Zadanie 1 → Ile osób przypada na jedną polską placówkę za granicą według fragmentu o wynagrodzeniach dyplomatów?
Zadanie 2 → Dopisz ciąg dalszy wypowiedzi o wynagrodzeniach dyplomatów i konsulacie w Winnicy, zaczynając po jej ostatnim zdaniu.

Fragment →
--

Ja z wielkim zadowoleniem przyjmuję informację, o którą prosiliśmy na ostatnim posiedzeniu komisji, w sprawie wynagrodzenia dyplomatów. Na podstawie dość pobieżnej analizy muszę powiedzieć, że rzeczywiście nie jest tak źle, jak przypuszczaliśmy, że być może. Otóż, w porównaniu z wynagrodzeniami dyplomatów czeskich i węgierskich polscy dyplomaci zarabiają całkiem nieźle i zdaje się, że jest to pewien standard czy pewien poziom, który jest najwyraźniej poziomem zadowalającym. W każdym razie nie jest tak źle, jak myśleliśmy.

Moje zaniepokojenie budzi jednak fakt, że o ile pod względem liczby placówek jako kraj duży, jeden z większych krajów w Europie, plasujemy się w środku wszystkich mocarstw europejskich, o tyle pod względem liczby osób zatrudnionych na placówkach za granicą wyprzedza nas tylko Francja, a nawet Włochy, które są znane z tego, że zatrudniają sporo ludzi do różnych celów, mają tylko piętnaście osób na placówkę, tymczasem Polska ma dziewiętnaście osób na placówkę, a Czechy i Węgry odpowiednio piętnaście i dziesięć. Zatem może znalezienie oszczędności w tej sferze mogłoby spowodować wzrost wynagrodzeń polskich dyplomatów, a wydaje mi się, że jest to bardzo istotna sprawa. To może tyle tytułem podziękowania za informacje, które państwo nam dostarczyli.

Chciałbym jeszcze zwrócić uwagę na te 17 milionów zł, które są przeznaczone na nowe konsulaty. Otóż w państwa zestawieniu nie znalazł się konsulat w Winnicy, o którym rozmawialiśmy na jednym z posiedzeń komisji. Jeśli dobrze sobie przypominam, to jest nawet oficjalna uchwała komisji, połączonych komisji w sprawie otwarcia konsulatu w Winnicy. Czy ja mógłbym uprzejmie poprosić pana ministra o skomentowanie tego, czy w owej kwocie 17 milionów uwzględniony jest ten konsulat, czy też nie? Czy on będzie, czy nie i w jaki sposób ministerstwo odnosi się do uchwały połączonych komisji w sprawie utworzenia tego konsulatu? Dziękuję bardzo.

--

Dostarczony materiał →
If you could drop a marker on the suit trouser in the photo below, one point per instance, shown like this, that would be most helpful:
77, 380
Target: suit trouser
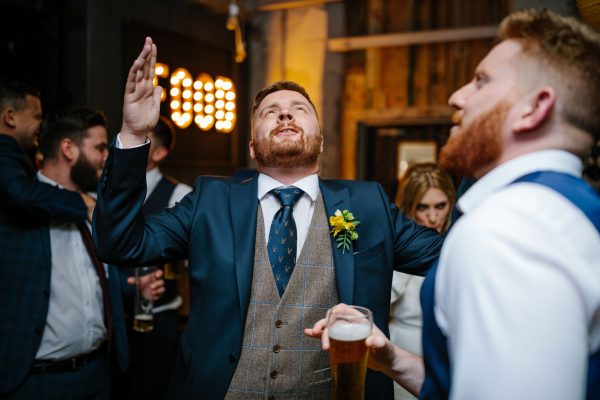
152, 358
90, 382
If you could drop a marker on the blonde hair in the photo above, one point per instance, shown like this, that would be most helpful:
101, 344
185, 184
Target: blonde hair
416, 181
567, 56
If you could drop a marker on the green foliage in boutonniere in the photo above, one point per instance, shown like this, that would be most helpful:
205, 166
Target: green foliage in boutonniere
344, 226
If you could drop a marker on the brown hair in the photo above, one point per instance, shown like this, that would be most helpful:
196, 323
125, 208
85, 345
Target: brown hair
276, 87
416, 181
567, 53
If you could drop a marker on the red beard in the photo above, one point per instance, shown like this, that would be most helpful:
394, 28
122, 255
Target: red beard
477, 146
290, 153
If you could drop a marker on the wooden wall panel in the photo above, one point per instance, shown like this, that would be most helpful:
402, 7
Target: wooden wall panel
419, 78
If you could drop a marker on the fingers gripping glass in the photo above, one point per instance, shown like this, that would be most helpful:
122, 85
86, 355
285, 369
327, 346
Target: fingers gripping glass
348, 328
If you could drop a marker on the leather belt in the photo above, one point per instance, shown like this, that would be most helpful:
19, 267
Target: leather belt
66, 365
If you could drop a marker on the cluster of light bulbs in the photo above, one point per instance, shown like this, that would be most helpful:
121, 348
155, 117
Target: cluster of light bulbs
208, 103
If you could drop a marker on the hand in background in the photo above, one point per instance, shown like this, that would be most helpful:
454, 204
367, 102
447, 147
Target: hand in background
151, 285
90, 204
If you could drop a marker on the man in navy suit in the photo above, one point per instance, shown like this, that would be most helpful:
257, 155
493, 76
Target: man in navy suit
244, 337
25, 203
67, 358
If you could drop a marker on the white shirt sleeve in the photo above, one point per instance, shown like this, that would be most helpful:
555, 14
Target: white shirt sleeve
119, 144
179, 193
513, 306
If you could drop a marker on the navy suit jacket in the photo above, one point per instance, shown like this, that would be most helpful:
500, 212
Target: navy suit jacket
214, 227
26, 205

--

Odpowiedź 1 → Dziewiętnaście osób na placówkę.

Odpowiedź 2 →
Zastępca Przewodniczącego Andrzej Mazurkiewicz:

Dziękuję.

Proszę bardzo, Panie Ministrze.

Podsekretarz Stanu w Ministerstwie Spraw Zagranicznych Janusz Stańczyk:

Panie Przewodniczący! Panie Senatorze!

W Ministerstwie Spraw Zagranicznych na bieżąco prowadzone są prace w kierunku racjonalizacji zatrudnienia na placówkach i pański głos w tym kontekście zostaje z uwagą odnotowany. Bez szczegółowej wiedzy mogę powiedzieć, że wpływ na taką czy inną średnią osób zatrudnionych w przeliczeniu na placówkę zagraniczną, jeśli chodzi o porównanie Polski i Włoch, deformujący wpływ na ten obraz może mieć liczba ryczałtów krajowych i te dane nie obejmują tego zjawiska, a wiemy, że praktyka państw zachodnich zmierza w tym kierunku, aby było jak najwięcej osób zatrudnianych spośród obywateli państwa przyjmującego. Bardziej szczegółowo odniesiemy się do pańskich uwag po dokonaniu analizy.

Jeśli chodzi o konsulat w Winnicy, z informacji, jakie minister spraw zagranicznych przekazał parlamentowi na ręce marszałka Sejmu Marka Jurka, wynika, iż propozycja utworzenia konsulatu w Winnicy będzie rozważana w planach rozbudowy sieci polskich urzędów konsularnych, ale nie w roku bieżącym, w roku 2007. Ta sprawa jest analizowana i jest ona w planach, ale ich realizacja nie nastąpi jeszcze w bieżącym roku.

Zastępca Przewodniczącego Andrzej Mazurkiewicz:

Dziękuję bardzo.

Czy ktoś jeszcze z państwa senatorów chciałby zadać pytanie?

Proszę bardzo, Panie Senatorze.

Senator Marek Rocki:

Panie Przewodniczący! Panie Ministrze!

Mam jedno pytanie techniczne. W zeszłym roku przy omawianiu budżetu mówiliście panowie o włączeniu Akademii Dyplomatycznej w struktury PISM. Chciałbym spytać, jak to przebiega, jak oceniacie to połączenie.

Zastępca Przewodniczącego Andrzej Mazurkiewicz:

Proszę bardzo.

Dyrektor Generalny Służby Zagranicznej w Ministerstwie Spraw Zagranicznych Mariusz Kazana:

Panie Przewodniczący! Panie Senatorze!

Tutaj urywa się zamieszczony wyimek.